Supplied entries
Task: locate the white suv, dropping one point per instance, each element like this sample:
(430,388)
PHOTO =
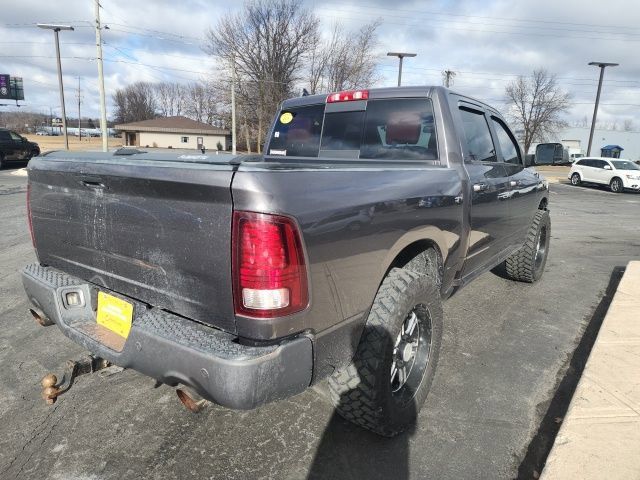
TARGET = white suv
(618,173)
==
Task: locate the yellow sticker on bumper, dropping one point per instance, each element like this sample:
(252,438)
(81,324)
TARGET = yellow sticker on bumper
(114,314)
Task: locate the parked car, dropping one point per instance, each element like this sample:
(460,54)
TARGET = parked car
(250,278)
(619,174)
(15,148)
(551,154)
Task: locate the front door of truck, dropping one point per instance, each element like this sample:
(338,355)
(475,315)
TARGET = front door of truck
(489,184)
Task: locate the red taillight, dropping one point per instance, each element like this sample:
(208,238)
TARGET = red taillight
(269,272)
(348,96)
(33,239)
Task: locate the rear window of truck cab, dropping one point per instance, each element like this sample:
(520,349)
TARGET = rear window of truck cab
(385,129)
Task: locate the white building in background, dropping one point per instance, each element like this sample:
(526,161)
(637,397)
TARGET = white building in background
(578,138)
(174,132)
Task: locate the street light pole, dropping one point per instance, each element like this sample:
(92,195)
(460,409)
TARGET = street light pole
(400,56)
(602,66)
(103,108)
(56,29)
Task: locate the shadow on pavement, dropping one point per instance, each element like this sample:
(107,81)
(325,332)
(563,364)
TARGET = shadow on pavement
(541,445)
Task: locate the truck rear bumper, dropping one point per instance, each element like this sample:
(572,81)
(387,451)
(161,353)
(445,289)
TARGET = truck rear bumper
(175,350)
---
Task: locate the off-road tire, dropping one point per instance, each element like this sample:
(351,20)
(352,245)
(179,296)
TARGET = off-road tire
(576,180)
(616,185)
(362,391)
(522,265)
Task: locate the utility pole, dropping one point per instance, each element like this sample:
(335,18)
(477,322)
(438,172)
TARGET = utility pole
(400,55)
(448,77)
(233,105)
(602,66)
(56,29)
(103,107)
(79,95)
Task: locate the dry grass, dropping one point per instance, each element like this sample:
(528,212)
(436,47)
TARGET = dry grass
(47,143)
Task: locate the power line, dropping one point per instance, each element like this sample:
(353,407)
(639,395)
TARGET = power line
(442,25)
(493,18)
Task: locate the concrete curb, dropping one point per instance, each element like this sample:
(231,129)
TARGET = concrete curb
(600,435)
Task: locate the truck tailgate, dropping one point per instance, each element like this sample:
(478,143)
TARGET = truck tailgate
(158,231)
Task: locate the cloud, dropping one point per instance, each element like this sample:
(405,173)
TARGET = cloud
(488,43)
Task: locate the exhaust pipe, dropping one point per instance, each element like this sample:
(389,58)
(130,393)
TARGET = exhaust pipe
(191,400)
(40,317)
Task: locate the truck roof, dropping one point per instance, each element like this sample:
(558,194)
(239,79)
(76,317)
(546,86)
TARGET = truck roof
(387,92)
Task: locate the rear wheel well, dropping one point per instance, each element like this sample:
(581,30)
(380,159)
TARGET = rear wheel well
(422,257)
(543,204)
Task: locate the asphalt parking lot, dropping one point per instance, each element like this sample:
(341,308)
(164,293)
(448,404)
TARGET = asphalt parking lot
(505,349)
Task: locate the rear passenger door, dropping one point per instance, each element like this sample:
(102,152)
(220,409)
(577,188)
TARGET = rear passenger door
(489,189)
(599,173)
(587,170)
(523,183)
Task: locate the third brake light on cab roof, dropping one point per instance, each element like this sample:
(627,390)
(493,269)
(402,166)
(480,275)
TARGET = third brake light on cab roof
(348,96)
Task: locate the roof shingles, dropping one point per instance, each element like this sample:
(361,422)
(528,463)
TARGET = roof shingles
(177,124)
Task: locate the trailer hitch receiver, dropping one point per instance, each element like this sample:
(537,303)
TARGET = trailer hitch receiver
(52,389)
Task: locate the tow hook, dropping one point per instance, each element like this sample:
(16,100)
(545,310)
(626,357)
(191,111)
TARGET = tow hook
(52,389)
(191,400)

Direction
Pull out every line from the items above that contains the word "white", and copy each one.

Result
Task: locate the white suv, dropping one point per instance, each element like this sample:
TARGET = white suv
Task: locate the white building in background, dropping one point per instance, each element like this sample:
TARGET = white building in background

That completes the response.